Using the records below, write out the line with "Examine the image above and box every green grass lawn" and each line after it through the final one, exactly, and only those.

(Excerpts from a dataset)
++++++++++

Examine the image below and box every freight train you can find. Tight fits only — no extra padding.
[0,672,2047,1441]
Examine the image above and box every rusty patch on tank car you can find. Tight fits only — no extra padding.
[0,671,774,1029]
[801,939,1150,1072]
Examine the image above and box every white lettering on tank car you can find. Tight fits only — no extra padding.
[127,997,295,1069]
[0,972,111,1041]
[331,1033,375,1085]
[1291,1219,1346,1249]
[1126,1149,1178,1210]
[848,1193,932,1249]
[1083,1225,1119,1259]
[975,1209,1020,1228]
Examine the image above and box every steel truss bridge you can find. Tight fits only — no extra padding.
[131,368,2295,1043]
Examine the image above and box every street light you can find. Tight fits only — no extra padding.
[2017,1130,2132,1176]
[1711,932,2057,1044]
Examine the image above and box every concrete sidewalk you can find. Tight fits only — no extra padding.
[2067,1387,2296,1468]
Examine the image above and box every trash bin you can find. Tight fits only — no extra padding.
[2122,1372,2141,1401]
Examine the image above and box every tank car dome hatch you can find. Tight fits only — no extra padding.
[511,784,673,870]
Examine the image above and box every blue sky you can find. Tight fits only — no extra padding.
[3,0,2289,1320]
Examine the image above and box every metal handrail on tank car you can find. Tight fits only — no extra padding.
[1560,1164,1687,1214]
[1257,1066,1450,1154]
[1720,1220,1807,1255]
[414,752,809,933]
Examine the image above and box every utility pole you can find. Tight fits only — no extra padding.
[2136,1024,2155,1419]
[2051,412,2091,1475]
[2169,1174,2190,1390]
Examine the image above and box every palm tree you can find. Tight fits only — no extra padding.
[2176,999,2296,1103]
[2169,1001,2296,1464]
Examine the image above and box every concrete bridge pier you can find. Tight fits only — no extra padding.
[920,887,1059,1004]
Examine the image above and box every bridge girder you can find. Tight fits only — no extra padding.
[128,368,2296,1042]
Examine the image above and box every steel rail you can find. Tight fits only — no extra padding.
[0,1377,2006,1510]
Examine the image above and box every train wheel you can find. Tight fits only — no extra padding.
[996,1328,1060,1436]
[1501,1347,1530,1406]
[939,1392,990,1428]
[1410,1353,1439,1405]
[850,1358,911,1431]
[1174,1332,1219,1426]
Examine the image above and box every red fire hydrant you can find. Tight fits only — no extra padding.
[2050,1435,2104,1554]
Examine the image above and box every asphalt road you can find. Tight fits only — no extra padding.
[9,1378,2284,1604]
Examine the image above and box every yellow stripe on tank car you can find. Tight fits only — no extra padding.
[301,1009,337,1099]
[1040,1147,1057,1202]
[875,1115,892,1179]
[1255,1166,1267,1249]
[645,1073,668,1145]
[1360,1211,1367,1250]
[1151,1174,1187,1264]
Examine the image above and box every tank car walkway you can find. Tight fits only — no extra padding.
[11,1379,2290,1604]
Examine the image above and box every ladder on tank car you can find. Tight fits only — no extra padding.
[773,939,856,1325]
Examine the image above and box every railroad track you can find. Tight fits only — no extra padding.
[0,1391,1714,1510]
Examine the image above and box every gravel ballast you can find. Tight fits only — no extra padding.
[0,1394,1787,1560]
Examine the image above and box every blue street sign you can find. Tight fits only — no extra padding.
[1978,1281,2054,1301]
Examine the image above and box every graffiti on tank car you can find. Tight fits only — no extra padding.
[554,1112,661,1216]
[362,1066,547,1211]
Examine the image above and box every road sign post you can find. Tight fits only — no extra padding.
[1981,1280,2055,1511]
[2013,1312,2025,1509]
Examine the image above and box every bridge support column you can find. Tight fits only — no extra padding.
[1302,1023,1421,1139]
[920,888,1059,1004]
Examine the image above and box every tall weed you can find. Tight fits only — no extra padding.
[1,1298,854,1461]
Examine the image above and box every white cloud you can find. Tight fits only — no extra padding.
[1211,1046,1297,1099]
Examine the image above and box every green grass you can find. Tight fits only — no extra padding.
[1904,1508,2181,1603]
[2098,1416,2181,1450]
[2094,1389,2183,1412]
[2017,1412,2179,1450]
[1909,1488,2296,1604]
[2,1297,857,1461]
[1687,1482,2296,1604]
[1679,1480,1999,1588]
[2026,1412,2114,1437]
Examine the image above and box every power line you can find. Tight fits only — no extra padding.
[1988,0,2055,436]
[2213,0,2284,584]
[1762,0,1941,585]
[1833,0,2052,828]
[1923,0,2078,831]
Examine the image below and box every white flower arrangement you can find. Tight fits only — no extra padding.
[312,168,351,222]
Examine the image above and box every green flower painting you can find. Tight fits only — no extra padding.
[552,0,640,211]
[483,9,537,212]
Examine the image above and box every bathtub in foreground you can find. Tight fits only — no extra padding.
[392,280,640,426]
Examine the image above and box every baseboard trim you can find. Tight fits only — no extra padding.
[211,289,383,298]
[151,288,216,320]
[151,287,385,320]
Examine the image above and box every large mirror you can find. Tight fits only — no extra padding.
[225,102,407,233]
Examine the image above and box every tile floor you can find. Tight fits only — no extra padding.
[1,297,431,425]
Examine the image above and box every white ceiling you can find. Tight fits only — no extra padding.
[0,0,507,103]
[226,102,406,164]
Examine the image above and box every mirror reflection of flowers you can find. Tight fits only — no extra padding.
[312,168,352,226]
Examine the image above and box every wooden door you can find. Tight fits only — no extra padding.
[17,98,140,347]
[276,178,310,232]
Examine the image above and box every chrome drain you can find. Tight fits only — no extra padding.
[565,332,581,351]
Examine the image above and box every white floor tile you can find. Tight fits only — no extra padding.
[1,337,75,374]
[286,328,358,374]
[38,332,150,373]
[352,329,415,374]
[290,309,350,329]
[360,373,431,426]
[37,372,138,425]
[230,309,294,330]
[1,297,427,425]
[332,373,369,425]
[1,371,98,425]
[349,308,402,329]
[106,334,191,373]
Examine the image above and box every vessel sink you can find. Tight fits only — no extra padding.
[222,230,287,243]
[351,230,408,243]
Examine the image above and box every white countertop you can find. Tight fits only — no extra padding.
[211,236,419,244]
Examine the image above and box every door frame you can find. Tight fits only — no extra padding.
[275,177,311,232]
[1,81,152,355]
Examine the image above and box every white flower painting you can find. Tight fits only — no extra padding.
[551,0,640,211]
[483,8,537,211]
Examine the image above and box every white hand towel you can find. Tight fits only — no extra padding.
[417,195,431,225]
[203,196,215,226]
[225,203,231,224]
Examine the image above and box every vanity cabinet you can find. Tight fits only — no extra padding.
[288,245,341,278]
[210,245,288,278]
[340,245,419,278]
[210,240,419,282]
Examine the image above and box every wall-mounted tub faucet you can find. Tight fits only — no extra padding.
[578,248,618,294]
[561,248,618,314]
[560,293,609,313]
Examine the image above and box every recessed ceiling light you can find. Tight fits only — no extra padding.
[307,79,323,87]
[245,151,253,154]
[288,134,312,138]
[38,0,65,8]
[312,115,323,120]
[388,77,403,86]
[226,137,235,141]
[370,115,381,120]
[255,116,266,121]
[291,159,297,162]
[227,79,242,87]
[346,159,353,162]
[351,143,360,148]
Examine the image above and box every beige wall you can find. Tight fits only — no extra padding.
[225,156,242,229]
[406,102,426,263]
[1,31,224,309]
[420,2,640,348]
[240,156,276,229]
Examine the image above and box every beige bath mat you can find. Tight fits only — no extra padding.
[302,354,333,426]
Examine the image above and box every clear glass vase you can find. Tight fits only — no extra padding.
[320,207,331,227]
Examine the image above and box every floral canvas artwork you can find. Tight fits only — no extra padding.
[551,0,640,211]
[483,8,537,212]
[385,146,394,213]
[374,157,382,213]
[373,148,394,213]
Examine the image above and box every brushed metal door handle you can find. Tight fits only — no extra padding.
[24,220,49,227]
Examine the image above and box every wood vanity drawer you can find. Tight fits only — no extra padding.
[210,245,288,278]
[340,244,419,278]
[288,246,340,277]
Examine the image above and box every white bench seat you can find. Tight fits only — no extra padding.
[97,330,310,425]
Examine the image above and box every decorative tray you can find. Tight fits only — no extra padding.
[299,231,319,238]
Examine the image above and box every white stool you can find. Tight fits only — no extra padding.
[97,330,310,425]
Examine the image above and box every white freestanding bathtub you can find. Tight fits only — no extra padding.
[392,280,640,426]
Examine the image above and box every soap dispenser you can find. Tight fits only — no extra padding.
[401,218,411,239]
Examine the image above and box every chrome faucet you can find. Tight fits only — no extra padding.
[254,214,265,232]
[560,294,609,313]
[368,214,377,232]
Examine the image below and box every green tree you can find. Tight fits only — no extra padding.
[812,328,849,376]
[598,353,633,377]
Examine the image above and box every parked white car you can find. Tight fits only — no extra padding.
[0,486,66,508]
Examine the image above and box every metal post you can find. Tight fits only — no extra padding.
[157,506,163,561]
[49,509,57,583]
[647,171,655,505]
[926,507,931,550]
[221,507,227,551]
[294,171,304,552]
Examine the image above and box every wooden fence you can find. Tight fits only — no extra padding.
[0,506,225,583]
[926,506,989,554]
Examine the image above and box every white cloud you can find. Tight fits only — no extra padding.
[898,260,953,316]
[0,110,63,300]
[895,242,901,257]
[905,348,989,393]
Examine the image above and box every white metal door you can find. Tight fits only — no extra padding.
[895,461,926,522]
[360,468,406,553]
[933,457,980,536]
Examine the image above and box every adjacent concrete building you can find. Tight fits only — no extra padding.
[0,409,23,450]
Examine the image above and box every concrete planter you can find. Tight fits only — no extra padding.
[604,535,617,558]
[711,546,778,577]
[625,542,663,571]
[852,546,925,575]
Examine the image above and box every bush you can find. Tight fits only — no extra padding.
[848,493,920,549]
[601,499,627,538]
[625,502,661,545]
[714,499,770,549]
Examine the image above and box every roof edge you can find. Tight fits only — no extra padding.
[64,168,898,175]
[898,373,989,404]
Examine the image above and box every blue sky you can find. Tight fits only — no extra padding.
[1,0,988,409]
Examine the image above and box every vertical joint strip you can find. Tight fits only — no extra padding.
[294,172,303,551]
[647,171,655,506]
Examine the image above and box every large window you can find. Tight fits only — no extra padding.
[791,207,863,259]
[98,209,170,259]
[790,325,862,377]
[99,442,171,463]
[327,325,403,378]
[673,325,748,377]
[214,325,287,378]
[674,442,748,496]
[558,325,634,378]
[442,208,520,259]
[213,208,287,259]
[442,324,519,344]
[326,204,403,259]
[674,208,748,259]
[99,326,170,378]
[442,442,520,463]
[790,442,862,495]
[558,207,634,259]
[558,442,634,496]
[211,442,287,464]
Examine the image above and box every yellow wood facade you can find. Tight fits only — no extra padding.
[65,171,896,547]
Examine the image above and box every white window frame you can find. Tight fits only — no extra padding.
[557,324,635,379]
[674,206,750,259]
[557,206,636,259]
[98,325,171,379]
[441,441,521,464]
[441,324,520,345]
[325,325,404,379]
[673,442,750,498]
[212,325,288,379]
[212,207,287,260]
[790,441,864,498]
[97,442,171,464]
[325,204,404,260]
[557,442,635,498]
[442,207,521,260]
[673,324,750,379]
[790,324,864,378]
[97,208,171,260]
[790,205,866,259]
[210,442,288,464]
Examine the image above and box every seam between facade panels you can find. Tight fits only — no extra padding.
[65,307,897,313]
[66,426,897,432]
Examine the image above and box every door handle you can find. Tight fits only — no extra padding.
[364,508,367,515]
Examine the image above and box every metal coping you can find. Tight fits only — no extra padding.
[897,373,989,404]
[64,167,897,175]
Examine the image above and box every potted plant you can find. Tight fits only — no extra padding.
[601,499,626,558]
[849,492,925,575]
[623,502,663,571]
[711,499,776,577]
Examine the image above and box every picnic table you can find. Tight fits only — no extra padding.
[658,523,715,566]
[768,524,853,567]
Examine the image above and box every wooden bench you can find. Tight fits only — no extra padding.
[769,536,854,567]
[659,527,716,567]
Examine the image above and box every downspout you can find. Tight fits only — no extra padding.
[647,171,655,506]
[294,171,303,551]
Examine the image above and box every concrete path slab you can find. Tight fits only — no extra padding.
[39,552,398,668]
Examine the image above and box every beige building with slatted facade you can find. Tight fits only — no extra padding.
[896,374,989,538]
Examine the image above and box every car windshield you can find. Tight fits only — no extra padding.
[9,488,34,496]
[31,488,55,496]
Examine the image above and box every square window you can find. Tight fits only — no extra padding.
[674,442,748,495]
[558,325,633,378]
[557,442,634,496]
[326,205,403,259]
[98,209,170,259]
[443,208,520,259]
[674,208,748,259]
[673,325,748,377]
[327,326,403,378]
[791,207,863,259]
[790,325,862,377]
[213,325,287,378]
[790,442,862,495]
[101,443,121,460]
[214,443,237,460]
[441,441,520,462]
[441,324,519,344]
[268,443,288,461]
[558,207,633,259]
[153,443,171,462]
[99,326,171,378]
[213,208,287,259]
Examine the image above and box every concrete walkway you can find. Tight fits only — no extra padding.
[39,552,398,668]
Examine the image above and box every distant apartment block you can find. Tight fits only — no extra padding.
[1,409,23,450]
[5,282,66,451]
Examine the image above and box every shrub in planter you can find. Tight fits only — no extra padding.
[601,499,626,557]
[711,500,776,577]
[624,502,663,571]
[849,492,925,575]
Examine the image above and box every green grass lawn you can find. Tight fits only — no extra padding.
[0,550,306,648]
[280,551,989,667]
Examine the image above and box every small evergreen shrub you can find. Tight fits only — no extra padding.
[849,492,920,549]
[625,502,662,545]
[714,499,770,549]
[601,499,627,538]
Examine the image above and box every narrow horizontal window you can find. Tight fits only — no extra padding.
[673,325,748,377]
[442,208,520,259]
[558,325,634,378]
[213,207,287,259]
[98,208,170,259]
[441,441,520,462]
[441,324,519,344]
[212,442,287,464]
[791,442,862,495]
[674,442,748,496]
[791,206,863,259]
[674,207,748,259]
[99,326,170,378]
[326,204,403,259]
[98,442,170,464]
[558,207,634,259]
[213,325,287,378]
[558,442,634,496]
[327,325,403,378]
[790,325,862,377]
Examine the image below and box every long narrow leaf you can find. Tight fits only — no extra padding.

++++++++++

EXERCISE ANSWER:
Examine the image above and box every green grass lawn you can find. Tight fits only — no extra padding.
[0,550,306,648]
[280,551,989,667]
Examine the image above and box every small evergreen shrub you can find. Tight fits only — no extra padding.
[849,492,920,549]
[625,502,662,545]
[714,499,770,549]
[601,499,627,538]
Examine the image above and box every narrow horizontal window you can find. Tight fits only — no extra padding.
[673,325,748,377]
[442,208,520,259]
[558,325,634,378]
[213,207,287,259]
[98,208,170,259]
[441,441,520,462]
[441,324,519,344]
[212,442,287,464]
[791,442,862,495]
[674,442,748,496]
[791,206,863,259]
[674,207,748,259]
[99,326,170,378]
[326,204,403,259]
[98,442,170,464]
[558,207,634,259]
[213,325,287,378]
[558,442,634,496]
[327,325,403,378]
[790,325,862,377]
Examine the image below and box every long narrow leaf you can find. Tight fits only — no extra padding.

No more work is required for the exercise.